# Problem requirements
Your task is to write out the lines from the line containing "Q: For the ship mast" through the last line of the material, exactly.

# Source data
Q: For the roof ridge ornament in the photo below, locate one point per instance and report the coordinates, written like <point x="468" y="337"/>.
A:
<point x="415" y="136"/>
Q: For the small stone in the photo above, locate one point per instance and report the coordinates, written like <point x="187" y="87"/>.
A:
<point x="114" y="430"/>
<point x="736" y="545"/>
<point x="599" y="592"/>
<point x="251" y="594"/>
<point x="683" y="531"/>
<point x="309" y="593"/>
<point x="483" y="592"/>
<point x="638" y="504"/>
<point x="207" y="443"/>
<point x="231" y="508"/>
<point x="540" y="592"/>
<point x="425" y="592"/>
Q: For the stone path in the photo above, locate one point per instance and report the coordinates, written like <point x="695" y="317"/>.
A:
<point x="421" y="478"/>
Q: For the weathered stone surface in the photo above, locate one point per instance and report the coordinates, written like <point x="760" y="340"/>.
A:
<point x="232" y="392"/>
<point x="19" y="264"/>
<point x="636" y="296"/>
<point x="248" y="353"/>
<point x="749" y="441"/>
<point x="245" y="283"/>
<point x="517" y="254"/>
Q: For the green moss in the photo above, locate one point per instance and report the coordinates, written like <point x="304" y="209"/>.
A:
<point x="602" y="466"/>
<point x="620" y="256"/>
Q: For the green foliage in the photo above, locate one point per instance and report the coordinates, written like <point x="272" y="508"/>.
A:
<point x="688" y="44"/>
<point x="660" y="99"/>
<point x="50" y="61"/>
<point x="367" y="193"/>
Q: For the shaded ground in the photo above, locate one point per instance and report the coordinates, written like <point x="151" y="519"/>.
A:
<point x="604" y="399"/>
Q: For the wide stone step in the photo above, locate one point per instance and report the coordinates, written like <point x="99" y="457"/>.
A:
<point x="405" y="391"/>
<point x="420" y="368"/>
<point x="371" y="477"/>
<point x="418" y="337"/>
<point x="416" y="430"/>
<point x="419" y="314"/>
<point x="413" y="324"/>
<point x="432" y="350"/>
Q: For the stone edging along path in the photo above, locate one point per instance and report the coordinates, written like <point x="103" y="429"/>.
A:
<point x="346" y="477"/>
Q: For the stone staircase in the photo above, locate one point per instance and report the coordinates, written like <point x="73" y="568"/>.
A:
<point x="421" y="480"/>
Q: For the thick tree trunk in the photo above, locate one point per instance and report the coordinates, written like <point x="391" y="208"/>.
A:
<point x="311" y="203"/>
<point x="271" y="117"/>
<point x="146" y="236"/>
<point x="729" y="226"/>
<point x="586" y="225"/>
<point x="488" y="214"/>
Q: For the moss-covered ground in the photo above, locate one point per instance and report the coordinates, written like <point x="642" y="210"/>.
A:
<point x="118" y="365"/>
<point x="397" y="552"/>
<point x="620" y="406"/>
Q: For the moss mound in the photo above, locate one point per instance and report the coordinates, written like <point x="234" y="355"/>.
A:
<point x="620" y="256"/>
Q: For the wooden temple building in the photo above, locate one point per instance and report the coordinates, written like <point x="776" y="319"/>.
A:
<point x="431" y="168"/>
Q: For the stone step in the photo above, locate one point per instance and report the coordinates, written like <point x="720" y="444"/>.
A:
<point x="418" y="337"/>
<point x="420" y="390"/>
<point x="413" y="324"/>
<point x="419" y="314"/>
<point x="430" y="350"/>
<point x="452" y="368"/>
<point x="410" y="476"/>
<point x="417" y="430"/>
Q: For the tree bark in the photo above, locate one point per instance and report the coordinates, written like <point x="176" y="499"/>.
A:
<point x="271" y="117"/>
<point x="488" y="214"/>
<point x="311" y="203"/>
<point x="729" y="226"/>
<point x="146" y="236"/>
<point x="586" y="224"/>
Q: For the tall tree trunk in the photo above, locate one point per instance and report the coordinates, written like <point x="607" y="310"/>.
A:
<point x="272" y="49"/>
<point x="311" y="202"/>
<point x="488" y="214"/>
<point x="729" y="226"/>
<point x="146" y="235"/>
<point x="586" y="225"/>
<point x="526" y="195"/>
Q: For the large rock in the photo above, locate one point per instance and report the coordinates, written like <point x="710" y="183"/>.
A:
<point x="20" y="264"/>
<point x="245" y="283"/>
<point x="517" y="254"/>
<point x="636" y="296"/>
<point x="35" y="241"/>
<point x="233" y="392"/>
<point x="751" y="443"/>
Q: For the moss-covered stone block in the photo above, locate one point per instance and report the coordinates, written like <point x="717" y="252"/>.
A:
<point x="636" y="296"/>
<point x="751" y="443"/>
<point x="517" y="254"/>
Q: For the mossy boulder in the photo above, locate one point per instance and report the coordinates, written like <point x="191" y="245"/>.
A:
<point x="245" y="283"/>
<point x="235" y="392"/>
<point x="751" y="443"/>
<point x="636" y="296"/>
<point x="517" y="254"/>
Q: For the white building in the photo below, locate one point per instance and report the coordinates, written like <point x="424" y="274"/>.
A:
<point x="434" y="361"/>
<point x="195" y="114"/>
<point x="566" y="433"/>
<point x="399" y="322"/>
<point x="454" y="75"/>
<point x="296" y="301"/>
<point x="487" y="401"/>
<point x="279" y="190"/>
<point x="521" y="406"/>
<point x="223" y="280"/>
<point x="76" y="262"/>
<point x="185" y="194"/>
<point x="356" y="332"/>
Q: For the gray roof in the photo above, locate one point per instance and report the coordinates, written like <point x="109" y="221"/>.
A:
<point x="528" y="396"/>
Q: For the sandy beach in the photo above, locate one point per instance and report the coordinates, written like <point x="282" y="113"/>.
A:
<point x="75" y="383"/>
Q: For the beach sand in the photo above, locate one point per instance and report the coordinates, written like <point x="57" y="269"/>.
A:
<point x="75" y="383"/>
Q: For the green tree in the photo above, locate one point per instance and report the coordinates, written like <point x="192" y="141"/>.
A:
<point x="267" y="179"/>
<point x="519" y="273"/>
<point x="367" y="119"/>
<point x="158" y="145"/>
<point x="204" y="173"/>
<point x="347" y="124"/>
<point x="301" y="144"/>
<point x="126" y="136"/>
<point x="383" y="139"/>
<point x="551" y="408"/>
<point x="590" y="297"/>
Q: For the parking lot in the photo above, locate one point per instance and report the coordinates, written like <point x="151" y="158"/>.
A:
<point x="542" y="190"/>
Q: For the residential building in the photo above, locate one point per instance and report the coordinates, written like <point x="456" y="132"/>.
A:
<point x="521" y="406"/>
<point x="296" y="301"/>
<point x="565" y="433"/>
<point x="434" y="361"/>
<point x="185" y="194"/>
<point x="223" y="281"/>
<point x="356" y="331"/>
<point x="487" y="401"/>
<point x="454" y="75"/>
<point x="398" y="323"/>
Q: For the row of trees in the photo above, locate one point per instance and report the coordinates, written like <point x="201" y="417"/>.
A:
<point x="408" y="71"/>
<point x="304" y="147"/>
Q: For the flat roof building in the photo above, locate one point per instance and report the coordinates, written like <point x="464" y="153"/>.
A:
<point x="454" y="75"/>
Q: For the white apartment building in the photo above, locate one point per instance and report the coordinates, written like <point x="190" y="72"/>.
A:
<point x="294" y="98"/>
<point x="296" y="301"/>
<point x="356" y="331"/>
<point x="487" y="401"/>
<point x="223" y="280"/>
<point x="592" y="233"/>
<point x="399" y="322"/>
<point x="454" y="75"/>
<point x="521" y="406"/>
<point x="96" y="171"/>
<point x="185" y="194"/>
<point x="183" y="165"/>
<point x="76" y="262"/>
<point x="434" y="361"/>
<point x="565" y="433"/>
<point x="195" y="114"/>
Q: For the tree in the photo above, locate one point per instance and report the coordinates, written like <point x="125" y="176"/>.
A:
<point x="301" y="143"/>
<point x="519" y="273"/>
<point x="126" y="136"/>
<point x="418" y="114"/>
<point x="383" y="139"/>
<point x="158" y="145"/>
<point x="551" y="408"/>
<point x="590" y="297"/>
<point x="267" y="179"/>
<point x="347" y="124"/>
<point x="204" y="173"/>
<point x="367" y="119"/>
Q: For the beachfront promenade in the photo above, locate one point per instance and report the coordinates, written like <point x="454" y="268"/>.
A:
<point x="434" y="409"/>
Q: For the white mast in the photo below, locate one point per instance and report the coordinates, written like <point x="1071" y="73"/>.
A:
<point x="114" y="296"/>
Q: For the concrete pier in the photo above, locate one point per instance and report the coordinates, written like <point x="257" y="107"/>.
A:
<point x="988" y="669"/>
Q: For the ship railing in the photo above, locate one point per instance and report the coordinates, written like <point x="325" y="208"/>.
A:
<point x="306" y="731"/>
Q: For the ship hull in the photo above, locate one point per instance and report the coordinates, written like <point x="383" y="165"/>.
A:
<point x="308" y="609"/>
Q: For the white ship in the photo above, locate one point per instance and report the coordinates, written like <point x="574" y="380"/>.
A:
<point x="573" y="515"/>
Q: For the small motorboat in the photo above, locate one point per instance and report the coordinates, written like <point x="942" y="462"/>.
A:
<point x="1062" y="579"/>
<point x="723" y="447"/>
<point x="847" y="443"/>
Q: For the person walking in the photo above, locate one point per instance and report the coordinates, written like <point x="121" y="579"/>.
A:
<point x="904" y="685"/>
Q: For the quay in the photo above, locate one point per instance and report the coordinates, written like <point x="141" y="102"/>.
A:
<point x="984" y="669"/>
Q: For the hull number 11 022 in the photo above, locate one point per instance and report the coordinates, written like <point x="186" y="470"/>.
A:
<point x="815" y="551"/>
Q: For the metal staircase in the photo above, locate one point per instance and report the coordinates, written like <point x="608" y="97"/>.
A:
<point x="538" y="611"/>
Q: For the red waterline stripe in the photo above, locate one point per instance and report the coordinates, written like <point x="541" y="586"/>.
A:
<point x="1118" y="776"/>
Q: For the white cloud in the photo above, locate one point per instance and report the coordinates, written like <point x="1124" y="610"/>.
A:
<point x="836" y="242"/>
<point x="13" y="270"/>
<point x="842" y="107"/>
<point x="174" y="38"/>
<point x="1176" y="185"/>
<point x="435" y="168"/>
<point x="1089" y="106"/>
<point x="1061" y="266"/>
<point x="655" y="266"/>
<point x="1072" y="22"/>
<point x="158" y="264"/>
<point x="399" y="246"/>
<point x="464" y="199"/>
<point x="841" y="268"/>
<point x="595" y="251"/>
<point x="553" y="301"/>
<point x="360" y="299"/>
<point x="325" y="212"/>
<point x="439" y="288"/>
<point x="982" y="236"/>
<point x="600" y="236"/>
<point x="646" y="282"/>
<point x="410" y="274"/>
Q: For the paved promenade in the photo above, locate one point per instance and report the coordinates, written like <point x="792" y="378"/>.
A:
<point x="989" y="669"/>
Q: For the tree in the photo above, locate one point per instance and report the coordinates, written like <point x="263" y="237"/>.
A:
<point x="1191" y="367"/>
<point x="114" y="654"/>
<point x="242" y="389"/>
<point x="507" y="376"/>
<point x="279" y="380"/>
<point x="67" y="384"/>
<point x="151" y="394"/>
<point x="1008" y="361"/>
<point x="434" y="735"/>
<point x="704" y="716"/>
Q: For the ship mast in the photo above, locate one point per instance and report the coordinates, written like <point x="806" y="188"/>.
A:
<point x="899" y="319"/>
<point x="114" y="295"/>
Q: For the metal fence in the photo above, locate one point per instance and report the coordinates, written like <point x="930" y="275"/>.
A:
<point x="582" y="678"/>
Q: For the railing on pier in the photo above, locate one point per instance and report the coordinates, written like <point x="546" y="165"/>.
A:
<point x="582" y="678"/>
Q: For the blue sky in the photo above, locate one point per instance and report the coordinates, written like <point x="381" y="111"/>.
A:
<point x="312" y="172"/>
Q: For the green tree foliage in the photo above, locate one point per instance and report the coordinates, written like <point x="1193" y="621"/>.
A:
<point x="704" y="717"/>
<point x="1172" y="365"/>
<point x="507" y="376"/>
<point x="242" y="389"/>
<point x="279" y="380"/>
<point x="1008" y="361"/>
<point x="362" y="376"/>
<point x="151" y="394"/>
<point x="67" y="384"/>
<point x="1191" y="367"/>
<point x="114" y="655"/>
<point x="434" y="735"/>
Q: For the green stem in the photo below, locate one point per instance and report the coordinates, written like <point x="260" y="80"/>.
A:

# Solution to this problem
Q: For the ship mast in the photo above, locate one point per instance and report the coordinates, written like <point x="806" y="188"/>.
A:
<point x="899" y="319"/>
<point x="114" y="295"/>
Q: For the metal fence in the photo above, locate one point per instance and report the coordinates, written like <point x="930" y="275"/>.
A:
<point x="582" y="678"/>
Q: For the railing on pier in the photo above, locate one point per instance and report the coordinates, written like <point x="546" y="165"/>.
A:
<point x="582" y="678"/>
Q: For the blue sky in the photo above, locate one point per instance and report the coordinates, written like <point x="381" y="111"/>.
A:
<point x="312" y="172"/>
Q: For the green tree foliage in the photo above, locate one point per instance and report the coordinates, written like <point x="1193" y="621"/>.
A:
<point x="704" y="717"/>
<point x="1172" y="365"/>
<point x="507" y="376"/>
<point x="242" y="389"/>
<point x="279" y="380"/>
<point x="1008" y="361"/>
<point x="362" y="376"/>
<point x="151" y="394"/>
<point x="67" y="384"/>
<point x="1191" y="367"/>
<point x="114" y="655"/>
<point x="434" y="735"/>
Q: For the green stem in the photo below, locate one point per instance and report the coordinates, written like <point x="260" y="80"/>.
A:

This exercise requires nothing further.